**Directions for this task**
Update the lines below by changing every "A single dot" to "One dot", keeping everything else the same.
** START Listed records **
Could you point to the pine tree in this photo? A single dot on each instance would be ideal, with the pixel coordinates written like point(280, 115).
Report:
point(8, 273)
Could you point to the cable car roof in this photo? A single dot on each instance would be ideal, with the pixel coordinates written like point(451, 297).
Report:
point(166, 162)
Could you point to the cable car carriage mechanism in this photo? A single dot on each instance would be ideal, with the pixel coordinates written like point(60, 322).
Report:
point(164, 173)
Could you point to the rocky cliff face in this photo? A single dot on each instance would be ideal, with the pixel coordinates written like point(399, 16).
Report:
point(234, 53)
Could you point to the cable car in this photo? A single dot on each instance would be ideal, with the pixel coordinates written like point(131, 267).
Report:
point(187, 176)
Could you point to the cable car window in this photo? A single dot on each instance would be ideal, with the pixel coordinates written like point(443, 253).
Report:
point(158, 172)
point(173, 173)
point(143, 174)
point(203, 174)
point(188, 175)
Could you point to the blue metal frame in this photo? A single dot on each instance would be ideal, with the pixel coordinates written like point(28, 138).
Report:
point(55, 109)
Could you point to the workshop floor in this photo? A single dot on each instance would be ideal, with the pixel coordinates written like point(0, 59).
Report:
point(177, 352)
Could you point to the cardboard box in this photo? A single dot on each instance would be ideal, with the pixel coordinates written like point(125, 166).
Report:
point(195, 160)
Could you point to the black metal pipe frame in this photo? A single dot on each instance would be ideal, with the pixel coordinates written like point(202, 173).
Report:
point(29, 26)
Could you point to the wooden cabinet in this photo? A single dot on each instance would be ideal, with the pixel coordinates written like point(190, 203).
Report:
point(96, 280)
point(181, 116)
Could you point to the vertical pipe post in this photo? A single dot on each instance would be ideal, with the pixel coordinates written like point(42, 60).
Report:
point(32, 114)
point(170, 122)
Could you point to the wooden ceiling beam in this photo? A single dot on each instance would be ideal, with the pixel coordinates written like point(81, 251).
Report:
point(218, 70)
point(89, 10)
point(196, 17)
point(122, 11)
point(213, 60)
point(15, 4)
** END Listed records **
**Result for this task**
Could you point to the pine tree in this photo? One dot on each instance would be ideal, with the pixel coordinates written like point(280, 115).
Report:
point(8, 273)
Could you point to the cable car roof in this photo? One dot on each instance would be ideal, with the pixel coordinates written like point(451, 297).
Report:
point(166, 162)
Could you point to the cable car carriage mechanism in this photo? One dot on each instance would be ideal, with the pixel coordinates written like point(60, 322).
Report:
point(164, 173)
Could you point to the rocky cliff face in this photo? One dot on each instance would be ideal, with the pixel coordinates written like point(399, 16).
Report:
point(234, 53)
Could you point to the cable car in this photo? One dot on each instance would be ideal, with the pixel coordinates written like point(131, 267).
Report:
point(187, 176)
Could you point to the cable car window in this photo? One dot on each instance would be ideal, with the pixel coordinates written like point(443, 253).
Report:
point(158, 172)
point(173, 173)
point(143, 174)
point(203, 174)
point(188, 175)
Could you point to the blue metal frame in this photo? One dot on each instance would be ideal, with the pixel coordinates written like point(28, 138).
Report:
point(55, 109)
Could you point to the workshop floor in this photo? One dot on each instance would be ideal, with the pixel coordinates written like point(0, 59).
Report:
point(177, 352)
Could you point to the cardboard box in this photo? One dot on each instance would be ideal, with the pixel coordinates written like point(125, 166).
Report:
point(195, 160)
Could you point to the black metal pipe frame in this photo? One dot on each instance would be ideal, with the pixel coordinates written like point(202, 173).
Report:
point(29, 26)
Could you point to the wooden cabinet in this photo? One dot on each instance would be ideal, with the pixel coordinates written like point(190, 203).
Report:
point(96, 280)
point(181, 116)
Could you point to the vertical pipe post in this photo? One dot on each instance would be ideal, with the pixel coordinates written like point(42, 60).
Report:
point(32, 114)
point(170, 122)
Could you point to the wooden ceiling beam in this photo? One dot on each instance would be ideal, with the pixel coordinates written like point(81, 251).
Report:
point(218, 70)
point(89, 10)
point(196, 17)
point(122, 11)
point(213, 60)
point(15, 4)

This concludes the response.